AIM OF THE EXERCISE:
Extract every line in the records below that contains the string "green". Case counts, so a line with the word in a different capitalization does not match.

RECORDS PROVIDED:
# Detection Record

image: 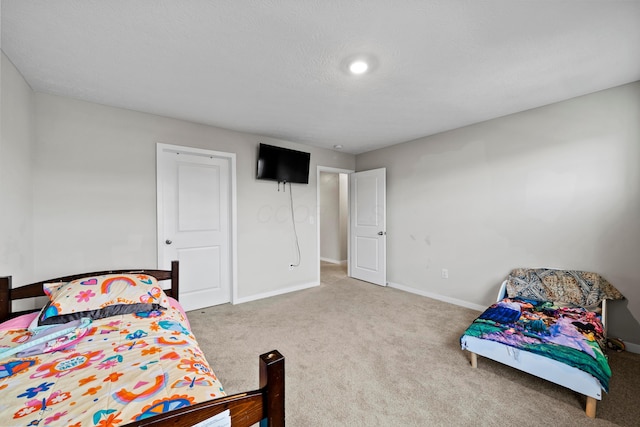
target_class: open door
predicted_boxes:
[349,168,387,286]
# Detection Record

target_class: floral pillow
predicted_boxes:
[37,274,170,326]
[507,268,624,307]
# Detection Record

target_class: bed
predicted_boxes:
[460,268,623,418]
[0,261,285,427]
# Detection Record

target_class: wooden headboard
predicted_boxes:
[0,261,179,322]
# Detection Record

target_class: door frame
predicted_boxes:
[156,142,238,304]
[316,166,355,284]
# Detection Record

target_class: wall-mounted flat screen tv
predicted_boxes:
[256,144,311,184]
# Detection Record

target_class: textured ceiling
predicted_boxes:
[1,0,640,154]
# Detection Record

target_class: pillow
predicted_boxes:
[507,268,624,307]
[0,312,38,331]
[37,274,169,326]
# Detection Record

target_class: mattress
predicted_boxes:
[0,304,225,427]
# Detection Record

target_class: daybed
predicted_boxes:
[0,261,285,427]
[460,268,623,418]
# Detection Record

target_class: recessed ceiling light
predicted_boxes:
[349,60,369,74]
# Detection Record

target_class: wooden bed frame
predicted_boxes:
[465,280,607,418]
[0,261,285,427]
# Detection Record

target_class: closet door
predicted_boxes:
[157,144,232,310]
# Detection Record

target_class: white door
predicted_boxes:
[349,168,387,286]
[157,144,234,310]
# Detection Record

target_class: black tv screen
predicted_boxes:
[256,144,311,184]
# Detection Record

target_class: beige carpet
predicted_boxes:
[188,264,640,427]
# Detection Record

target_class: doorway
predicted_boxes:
[157,144,236,310]
[317,166,353,282]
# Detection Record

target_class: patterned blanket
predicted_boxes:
[0,307,224,427]
[461,298,611,392]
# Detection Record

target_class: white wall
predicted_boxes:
[356,82,640,343]
[28,93,355,300]
[0,53,35,283]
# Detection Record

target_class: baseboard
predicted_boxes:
[320,257,347,265]
[387,282,640,354]
[233,282,320,305]
[387,282,487,311]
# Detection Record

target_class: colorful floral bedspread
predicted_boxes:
[461,298,611,392]
[0,308,224,427]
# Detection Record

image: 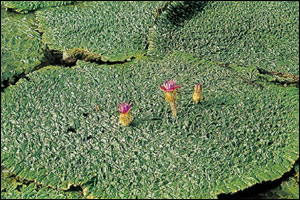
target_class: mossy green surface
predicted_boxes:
[1,169,83,199]
[1,1,74,13]
[148,1,299,75]
[37,1,164,61]
[1,1,299,198]
[1,8,46,87]
[1,54,299,198]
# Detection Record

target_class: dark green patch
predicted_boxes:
[149,1,299,75]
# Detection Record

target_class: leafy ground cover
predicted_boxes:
[1,8,45,87]
[1,55,299,198]
[1,2,299,198]
[1,1,74,13]
[37,1,168,61]
[149,1,299,75]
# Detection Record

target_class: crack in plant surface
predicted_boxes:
[218,159,299,199]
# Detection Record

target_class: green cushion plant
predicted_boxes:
[37,1,164,62]
[1,1,299,198]
[149,1,299,75]
[1,54,299,198]
[1,8,46,87]
[1,1,74,13]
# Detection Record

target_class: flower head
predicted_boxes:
[119,102,131,114]
[159,80,182,92]
[195,83,202,91]
[193,83,204,103]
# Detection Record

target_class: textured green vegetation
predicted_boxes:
[1,1,74,13]
[37,1,164,61]
[1,55,299,198]
[258,162,299,199]
[149,1,299,75]
[1,169,82,199]
[1,9,45,86]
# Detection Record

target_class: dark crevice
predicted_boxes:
[163,1,209,26]
[83,135,93,142]
[257,68,299,88]
[1,72,30,92]
[5,1,75,15]
[64,185,83,196]
[67,127,76,133]
[218,159,299,199]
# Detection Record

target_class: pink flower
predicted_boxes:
[119,102,131,114]
[195,83,202,91]
[159,80,182,92]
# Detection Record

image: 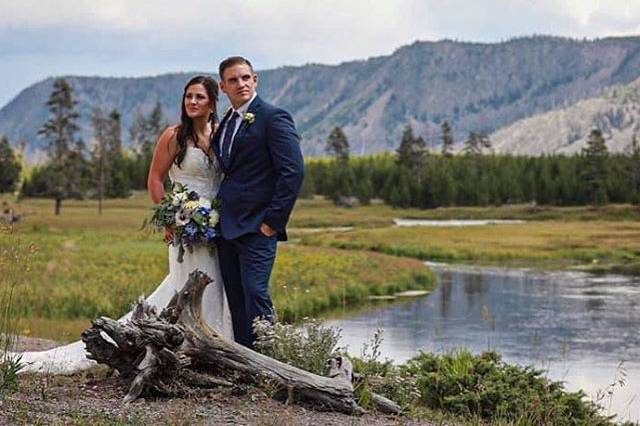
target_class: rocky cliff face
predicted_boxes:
[0,37,640,155]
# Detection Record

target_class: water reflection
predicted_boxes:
[330,264,640,421]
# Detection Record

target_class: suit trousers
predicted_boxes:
[218,232,277,348]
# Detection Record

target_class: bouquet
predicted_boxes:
[143,182,220,262]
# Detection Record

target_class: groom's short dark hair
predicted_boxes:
[218,56,253,80]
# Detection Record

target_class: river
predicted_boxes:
[327,263,640,421]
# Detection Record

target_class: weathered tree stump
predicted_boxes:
[82,270,368,414]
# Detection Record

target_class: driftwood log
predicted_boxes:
[82,271,400,414]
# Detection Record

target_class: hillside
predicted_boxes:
[0,36,640,155]
[490,79,640,155]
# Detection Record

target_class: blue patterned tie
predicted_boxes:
[222,111,240,168]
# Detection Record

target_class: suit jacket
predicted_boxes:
[213,96,304,241]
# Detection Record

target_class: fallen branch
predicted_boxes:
[82,270,364,414]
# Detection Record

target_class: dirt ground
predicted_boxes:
[0,338,431,426]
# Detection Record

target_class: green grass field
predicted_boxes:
[302,221,640,270]
[0,193,640,340]
[0,193,435,340]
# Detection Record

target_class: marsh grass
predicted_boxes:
[0,225,36,393]
[0,193,435,341]
[301,221,640,271]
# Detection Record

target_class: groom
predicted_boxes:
[212,56,304,348]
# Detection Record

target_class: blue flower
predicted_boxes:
[204,228,218,243]
[184,222,198,237]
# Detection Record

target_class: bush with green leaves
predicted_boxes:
[253,319,340,376]
[254,320,614,426]
[372,350,613,425]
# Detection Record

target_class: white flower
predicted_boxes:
[172,192,187,206]
[176,209,191,226]
[242,112,256,124]
[183,200,200,211]
[198,197,211,209]
[209,210,220,225]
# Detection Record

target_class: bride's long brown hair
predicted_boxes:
[174,75,218,167]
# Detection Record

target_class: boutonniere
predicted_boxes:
[242,112,256,124]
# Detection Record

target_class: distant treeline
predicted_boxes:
[303,154,639,208]
[303,123,640,209]
[0,79,640,213]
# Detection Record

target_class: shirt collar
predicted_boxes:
[232,92,258,117]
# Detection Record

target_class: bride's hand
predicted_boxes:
[164,226,173,244]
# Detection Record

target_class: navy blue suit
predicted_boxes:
[213,96,304,347]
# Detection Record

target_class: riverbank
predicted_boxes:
[0,194,435,341]
[301,220,640,275]
[0,368,422,426]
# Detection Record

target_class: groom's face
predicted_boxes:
[220,64,258,108]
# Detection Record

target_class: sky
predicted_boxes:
[0,0,640,107]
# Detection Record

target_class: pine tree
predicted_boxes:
[106,109,130,198]
[0,137,22,193]
[91,108,109,214]
[396,125,427,172]
[325,127,349,164]
[129,102,167,157]
[627,133,640,204]
[582,129,609,205]
[463,131,491,155]
[440,120,453,157]
[38,78,84,215]
[129,102,168,189]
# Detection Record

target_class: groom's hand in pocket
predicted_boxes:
[260,223,276,237]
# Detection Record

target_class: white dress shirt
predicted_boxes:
[220,92,258,156]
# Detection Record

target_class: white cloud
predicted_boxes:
[0,0,640,105]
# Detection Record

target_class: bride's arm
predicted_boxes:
[147,126,178,204]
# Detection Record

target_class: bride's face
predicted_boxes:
[184,83,213,119]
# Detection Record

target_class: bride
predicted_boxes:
[14,76,233,374]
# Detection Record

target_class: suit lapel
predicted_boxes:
[211,108,231,168]
[229,96,262,168]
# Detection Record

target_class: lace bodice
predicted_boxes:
[169,146,222,200]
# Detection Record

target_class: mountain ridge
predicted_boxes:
[0,36,640,155]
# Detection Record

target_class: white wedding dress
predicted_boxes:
[12,146,233,374]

RESPONSE TO THE EXERCISE:
target_class: mossy green surface
target_class: dark green patch
target_class: green cushion plant
target_class: textured green vegetation
target_class: green grass field
target_class: bush with green leaves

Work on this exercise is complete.